-------- Source passage

Garfield County commissioners enact medical pot moratorium
June 22, 2010
Garfield County has put a hold on any new medical marijuana dispensaries in the unincorporated regions of the county, starting today.
The Board of County Commissioners this week approved a moratorium that does not affect any medical marijuana dispensaries already in business, county officials declared.
The measure is meant to give the county breathing room and time to come up with zoning regulations, a licensing procedure and other rules governing the fast-growing industry.
It passed by a vote of 2-1 at the regular board of county commissioners meeting on Monday, with commissioner Tresi Houpt dissenting.
Maintaining that the measure was passed too quickly – the commissioners got did not receive a staff memo on the moratorium until the same day – Houpt argued that the board should wait and take more time to think about the possible repercussions of such a move.
“I don’t fully understand all of the unintended consequences” of a moratorium, she told her fellow board members, arguing that it was too complicated an issue to approve without deeper consideration.
The moratorium was passed partly in reaction to the adoption of new state laws establishing rules governing the medical marijuana industry, which had been largely unregulated since being originally approved by voters in 2000 and has been growing by leaps and bounds for the past two years.
According to Fred Jarman, the county’s chief planner, county regulations do not mention medical marijuana, which means it is not a permitted use within the county’s jurisdiction. Under the new state regulations, he said, the county is required to come up with a set of such regulations by July 2011 or simply abide by state regulations on the matter.
Jarman, who recently attended a conference on the subject in Vail, told the commissioners that their main job would be to come up with zoning rules about the growth and sale of medical pot.
But much sooner, by August of this year, all existing dispensaries are required to apply to the state government for licenses to grow and sell medical marijuana, Jarman continued.

----------------

- Description of the task
Copy the part of the Garfield County moratorium article between "The Board of" and "the fast-growing industry.", inclusive. Rely only on the article about the Garfield County moratorium.

-------- Data for analysis

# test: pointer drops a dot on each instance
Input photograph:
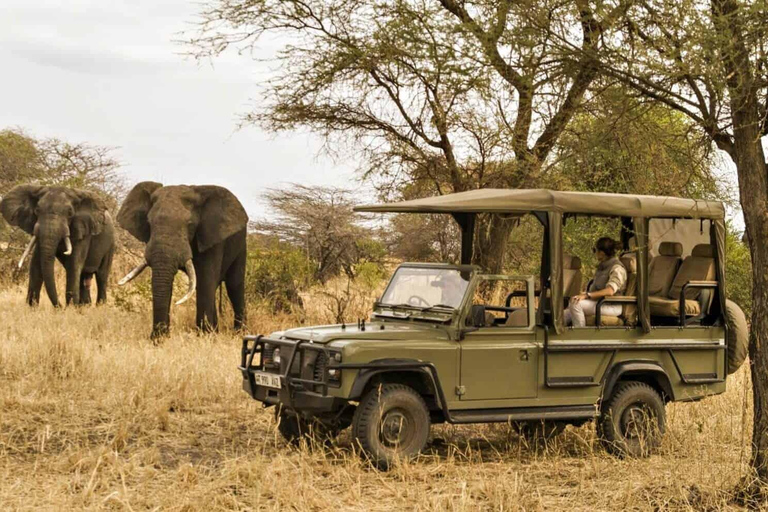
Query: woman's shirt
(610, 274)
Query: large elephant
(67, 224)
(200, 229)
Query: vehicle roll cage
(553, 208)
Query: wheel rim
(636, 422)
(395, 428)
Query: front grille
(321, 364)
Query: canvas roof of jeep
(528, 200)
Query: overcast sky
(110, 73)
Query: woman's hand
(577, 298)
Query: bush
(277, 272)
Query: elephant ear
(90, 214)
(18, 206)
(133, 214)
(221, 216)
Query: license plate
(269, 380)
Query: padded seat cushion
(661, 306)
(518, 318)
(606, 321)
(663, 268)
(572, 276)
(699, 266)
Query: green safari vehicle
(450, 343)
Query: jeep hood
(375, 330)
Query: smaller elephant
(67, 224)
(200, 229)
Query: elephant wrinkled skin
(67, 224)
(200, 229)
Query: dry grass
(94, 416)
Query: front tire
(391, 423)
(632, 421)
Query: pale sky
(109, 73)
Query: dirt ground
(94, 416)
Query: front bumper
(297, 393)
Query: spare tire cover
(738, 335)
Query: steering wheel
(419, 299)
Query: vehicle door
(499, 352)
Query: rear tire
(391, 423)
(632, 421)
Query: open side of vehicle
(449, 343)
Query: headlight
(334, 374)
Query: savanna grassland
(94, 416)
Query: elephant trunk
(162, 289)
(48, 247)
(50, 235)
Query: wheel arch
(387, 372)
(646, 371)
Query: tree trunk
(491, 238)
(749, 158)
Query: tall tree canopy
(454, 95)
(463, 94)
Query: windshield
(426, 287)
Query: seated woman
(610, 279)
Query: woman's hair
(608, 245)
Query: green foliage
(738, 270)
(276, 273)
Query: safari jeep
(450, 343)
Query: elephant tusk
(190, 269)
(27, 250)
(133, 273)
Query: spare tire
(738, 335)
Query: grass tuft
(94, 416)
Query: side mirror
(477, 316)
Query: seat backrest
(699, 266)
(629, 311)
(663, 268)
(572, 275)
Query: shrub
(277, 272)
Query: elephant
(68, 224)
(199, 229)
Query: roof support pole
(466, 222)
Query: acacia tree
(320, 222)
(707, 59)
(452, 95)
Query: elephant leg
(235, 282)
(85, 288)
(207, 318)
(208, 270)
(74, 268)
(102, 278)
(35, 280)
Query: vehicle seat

----------------

- Task solution
The Board of County Commissioners this week approved a moratorium that does not affect any medical marijuana dispensaries already in business, county officials declared.
The measure is meant to give the county breathing room and time to come up with zoning regulations, a licensing procedure and other rules governing the fast-growing industry.